* [Request]:
Put every line of these rows into a numbered list, omitting blank lines and leaving out the pictures.

Bounding box annotation rows:
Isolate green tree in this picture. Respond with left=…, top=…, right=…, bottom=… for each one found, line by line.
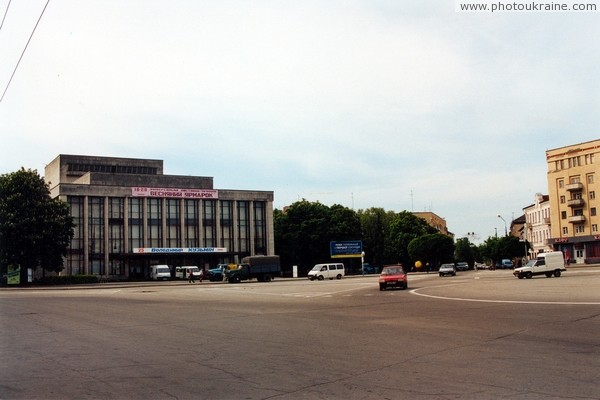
left=408, top=233, right=455, bottom=268
left=273, top=199, right=361, bottom=274
left=0, top=168, right=74, bottom=281
left=358, top=208, right=396, bottom=267
left=454, top=238, right=475, bottom=267
left=385, top=211, right=437, bottom=267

* [Response to this task]:
1. Isolate green tree in this picture. Respond with left=…, top=…, right=…, bottom=… for each one found, line by line.
2. left=408, top=233, right=455, bottom=268
3. left=273, top=199, right=361, bottom=274
4. left=0, top=168, right=74, bottom=281
5. left=358, top=208, right=396, bottom=267
6. left=454, top=238, right=475, bottom=267
7. left=385, top=211, right=437, bottom=267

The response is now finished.